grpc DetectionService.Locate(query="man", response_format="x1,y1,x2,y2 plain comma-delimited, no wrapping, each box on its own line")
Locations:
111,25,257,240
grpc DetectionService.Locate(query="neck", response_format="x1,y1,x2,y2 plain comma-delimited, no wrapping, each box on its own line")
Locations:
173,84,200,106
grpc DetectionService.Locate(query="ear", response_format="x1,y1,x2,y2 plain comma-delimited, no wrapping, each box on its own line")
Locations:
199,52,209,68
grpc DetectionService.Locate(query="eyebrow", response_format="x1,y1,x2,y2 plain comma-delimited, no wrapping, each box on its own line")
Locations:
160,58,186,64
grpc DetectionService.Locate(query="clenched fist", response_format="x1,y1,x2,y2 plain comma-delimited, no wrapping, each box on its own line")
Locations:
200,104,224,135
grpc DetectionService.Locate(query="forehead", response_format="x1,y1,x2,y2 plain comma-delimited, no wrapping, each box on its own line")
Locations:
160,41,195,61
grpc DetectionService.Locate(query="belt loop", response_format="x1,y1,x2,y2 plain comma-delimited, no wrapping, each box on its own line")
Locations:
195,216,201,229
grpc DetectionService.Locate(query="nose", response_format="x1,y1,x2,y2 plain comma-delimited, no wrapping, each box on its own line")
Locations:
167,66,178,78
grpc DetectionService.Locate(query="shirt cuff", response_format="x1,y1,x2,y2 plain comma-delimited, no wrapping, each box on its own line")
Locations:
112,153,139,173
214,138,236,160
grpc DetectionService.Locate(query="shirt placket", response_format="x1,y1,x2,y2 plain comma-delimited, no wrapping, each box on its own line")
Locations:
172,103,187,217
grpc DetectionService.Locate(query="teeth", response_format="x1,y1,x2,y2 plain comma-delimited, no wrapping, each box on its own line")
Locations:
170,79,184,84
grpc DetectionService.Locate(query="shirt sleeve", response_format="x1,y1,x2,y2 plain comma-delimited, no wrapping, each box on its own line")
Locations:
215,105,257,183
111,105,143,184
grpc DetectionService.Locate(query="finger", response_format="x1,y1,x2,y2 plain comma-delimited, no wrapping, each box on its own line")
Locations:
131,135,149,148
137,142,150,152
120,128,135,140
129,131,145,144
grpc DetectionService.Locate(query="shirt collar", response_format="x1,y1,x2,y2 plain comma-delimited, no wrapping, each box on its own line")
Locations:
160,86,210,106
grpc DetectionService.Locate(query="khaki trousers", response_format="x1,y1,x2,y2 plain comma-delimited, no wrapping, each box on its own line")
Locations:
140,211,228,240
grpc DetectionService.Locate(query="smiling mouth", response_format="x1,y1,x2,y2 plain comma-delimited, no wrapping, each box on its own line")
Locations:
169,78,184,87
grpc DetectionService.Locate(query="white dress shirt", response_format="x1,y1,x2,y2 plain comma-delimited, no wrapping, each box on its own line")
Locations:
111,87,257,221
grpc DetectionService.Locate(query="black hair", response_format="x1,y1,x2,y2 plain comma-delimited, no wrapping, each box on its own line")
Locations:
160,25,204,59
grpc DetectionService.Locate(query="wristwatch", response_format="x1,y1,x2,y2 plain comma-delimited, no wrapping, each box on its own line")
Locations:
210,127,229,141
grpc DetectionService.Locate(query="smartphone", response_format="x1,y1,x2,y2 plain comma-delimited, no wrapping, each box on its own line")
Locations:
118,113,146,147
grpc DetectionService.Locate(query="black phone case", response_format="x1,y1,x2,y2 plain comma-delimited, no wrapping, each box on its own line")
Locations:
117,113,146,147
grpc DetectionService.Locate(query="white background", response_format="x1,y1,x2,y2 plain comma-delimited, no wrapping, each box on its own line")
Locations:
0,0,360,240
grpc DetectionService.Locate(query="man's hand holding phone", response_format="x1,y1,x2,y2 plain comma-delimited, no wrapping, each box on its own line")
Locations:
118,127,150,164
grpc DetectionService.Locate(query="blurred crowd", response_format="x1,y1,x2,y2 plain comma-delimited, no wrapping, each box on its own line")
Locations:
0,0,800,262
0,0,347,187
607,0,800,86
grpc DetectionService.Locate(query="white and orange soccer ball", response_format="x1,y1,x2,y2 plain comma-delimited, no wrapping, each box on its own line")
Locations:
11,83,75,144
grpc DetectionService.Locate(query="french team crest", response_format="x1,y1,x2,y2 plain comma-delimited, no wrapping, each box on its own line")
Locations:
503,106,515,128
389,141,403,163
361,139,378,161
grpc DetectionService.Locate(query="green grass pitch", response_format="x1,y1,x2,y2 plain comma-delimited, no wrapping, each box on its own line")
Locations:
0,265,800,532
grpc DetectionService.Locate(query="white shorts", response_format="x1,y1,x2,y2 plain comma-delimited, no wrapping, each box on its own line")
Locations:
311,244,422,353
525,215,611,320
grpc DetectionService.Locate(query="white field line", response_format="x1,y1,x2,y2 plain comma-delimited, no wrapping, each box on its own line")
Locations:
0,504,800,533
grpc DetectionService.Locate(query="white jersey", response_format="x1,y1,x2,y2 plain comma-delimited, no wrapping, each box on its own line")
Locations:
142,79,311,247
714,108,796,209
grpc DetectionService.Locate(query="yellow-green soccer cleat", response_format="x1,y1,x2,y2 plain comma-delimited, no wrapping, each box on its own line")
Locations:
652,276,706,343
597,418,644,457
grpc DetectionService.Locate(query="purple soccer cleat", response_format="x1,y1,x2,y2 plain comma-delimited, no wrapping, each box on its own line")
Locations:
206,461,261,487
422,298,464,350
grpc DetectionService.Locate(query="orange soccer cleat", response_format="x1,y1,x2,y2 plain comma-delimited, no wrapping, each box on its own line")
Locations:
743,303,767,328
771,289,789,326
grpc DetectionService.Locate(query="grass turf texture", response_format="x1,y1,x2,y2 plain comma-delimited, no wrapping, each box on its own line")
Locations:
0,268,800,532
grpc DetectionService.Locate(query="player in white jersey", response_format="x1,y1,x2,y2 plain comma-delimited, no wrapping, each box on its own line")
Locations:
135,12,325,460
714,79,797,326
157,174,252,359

________________________________________

• _WHAT YOU NEED TO DO_
Please rewrite the data above, replacing every "response_format" with "output_format" and leaving everything else unchanged.

• _TASK OUTPUT_
grpc DetectionService.Locate(query="man", output_format="x1,y1,x2,y2 plain comma-delimited, no wrapping, each box on its own line")
Locations:
111,25,257,240
grpc DetectionService.Locate(query="neck", output_format="x1,y1,x2,y2 plain comma-delimited, no wrapping, each box on its own line")
Locations:
173,84,200,106
grpc DetectionService.Locate(query="ear", output_format="x1,y1,x2,y2 plain comma-delimited, no wrapping, each box on its own line")
Locations:
199,52,209,68
grpc DetectionService.Locate(query="eyebrow", output_format="x1,y1,x2,y2 plain comma-delimited, no wrapping, each box on its own line")
Locations:
160,58,186,64
grpc DetectionService.Locate(query="clenched fist", output_format="x1,y1,x2,y2 plain comma-delimited, no wrapping, each box on its own line")
Locations:
200,104,224,135
grpc DetectionService.Locate(query="forehead", output_format="x1,y1,x2,y2 plain comma-delimited, no wrapping, each box on its own line")
Locations:
160,41,195,61
grpc DetectionService.Locate(query="belt loop", output_format="x1,y1,x2,y2 plain comma-delimited, no wrapping, each box on its own line")
Locations:
195,216,201,229
grpc DetectionService.Locate(query="nose", output_format="x1,y1,x2,y2 plain comma-delimited, no wrapping, each box on its own line")
Locations:
167,66,178,78
grpc DetectionService.Locate(query="shirt cuff", output_format="x1,y1,x2,y2 plain comma-delimited, no wrapping, each box on its own line")
Locations:
112,153,139,173
214,138,236,160
grpc DetectionService.Locate(query="shirt placket", output_format="x1,y1,x2,y2 plain comma-delimited, no wrapping, each box on its own line")
Locations:
172,103,187,217
grpc DetectionService.Locate(query="teeth", output_format="x1,y1,x2,y2 plain comma-delimited, no wrapping, each box on its own line")
Locations:
170,79,184,84
grpc DetectionService.Locate(query="shirt sleeve", output_format="x1,y1,x2,y2 plain comma-delimited, no wrapping, each box on its own line")
Locations:
215,105,257,183
111,105,143,184
grpc DetectionService.Locate(query="finger", output_format="x1,y1,x2,y2 plain comma-delimited, no wrapping, each box on its own line")
Locations:
131,135,149,148
137,142,150,152
120,128,135,140
129,131,145,144
grpc DetectionService.Locate(query="shirt collar", output_format="x1,y1,x2,y2 plain comma-delimited, no wrapping, each box on its own line")
Locations:
160,86,210,106
grpc DetectionService.Locate(query="khaki trousers", output_format="x1,y1,x2,y2 plain comma-delimited, no wrapping, each box on its own line")
Locations:
140,211,228,240
grpc DetectionService.Locate(query="smiling mouth", output_format="x1,y1,x2,y2 plain comma-delimited, no wrapping, each box on its own line")
Locations:
169,78,184,87
grpc DetectionService.Locate(query="white dress shirt", output_format="x1,y1,x2,y2 plain comma-delimited, no wrapping, each box on its own line")
Locations:
111,87,257,221
grpc DetectionService.Locate(query="black hair", output_format="x1,y1,x2,y2 plain comma-delimited, no wrapping, each box on its own line")
Locations:
160,25,204,59
grpc DetectionService.Locate(query="wristwatch", output_format="x1,y1,x2,y2 plain comma-delimited, no wrapping, each box on its own line")
Locations:
210,127,229,141
grpc DetectionService.Locate(query="smartphone", output_format="x1,y1,x2,y2 plain comma-delimited, no wrapping, each box on its own line")
Locations:
118,113,146,147
grpc DetectionService.Locate(query="black phone case", output_format="x1,y1,x2,y2 plain comma-delimited, no wrapping, each box on its own line")
Locations:
117,113,146,147
grpc DetectionService.Locate(query="white background", output_format="x1,y1,x2,y2 plain comma-delimited, no wrapping, each box on its own line")
Locations:
0,0,360,240
grpc DetectionService.Locate(query="man's hand holding phone", output_format="x1,y1,x2,y2 plain comma-delimited, no wrapping, each box on its own line")
Locations:
118,127,150,164
grpc DetectionService.Locate(query="blurred crowd", output_format="x1,y1,x2,y2 plain comma-delimited, no wrapping, each box on its own line")
Locations:
0,0,800,262
0,0,347,187
607,0,800,86
grpc DetectionService.Locate(query="white and orange soccer ball", output_format="x1,y1,x2,y2 plain comma-delimited, no wrapping, each box on its own line")
Locations:
11,83,75,144
grpc DetectionService.Locate(query="french team crest", output_format="x1,y1,x2,y2 plain comma-delimited, no wrapping, each box on its own line")
Locations:
503,106,515,128
389,141,403,163
361,139,378,161
grpc DetectionService.Locate(query="green grass pitch", output_format="x1,y1,x2,y2 plain comma-delimited, no wrapping, each box on its own line")
Locations:
0,265,800,532
grpc DetectionService.Locate(query="white shorts", output_format="x1,y1,x2,y2 plain comma-delimited, no wrapping, each box on its own line")
Locations:
311,244,422,353
525,215,611,320
grpc DetectionService.Locate(query="white field line", output_format="x1,y1,x2,y2 plain comma-delimited, no wrapping, each box on its own line")
Locations:
0,504,800,533
grpc DetectionService.Locate(query="white jersey", output_format="x1,y1,x2,y2 plain comma-delimited, no wrapping, each box on its own line")
Locations:
142,79,311,247
714,108,796,209
grpc DetectionService.Locate(query="yellow-green soccer cleat", output_format="x1,y1,x2,y2 plain comma-delimited, no wrapping, each box on its own line")
Locations:
652,276,706,343
597,418,644,457
grpc DetectionService.Locate(query="purple soccer cleat", output_format="x1,y1,x2,y2 plain comma-delimited, no wrapping, each box on its own line")
Locations:
206,461,261,487
422,298,464,350
grpc DetectionService.Locate(query="orange soccer cleat", output_format="x1,y1,x2,y2 plain comma-delimited, no wrapping, each box on its own line")
Locations:
743,303,767,328
771,289,789,326
grpc DetectionService.Locate(query="grass turf texture", output_format="x1,y1,x2,y2 plain comma-delimited, no wrapping, each box on its own line")
Locations:
0,268,800,532
grpc DetectionService.Locate(query="player in white jersey", output_format="x1,y1,x2,y2 plain comma-delimited, no wrapping, each box on its own line")
Locations:
135,12,325,460
714,79,797,326
157,174,252,359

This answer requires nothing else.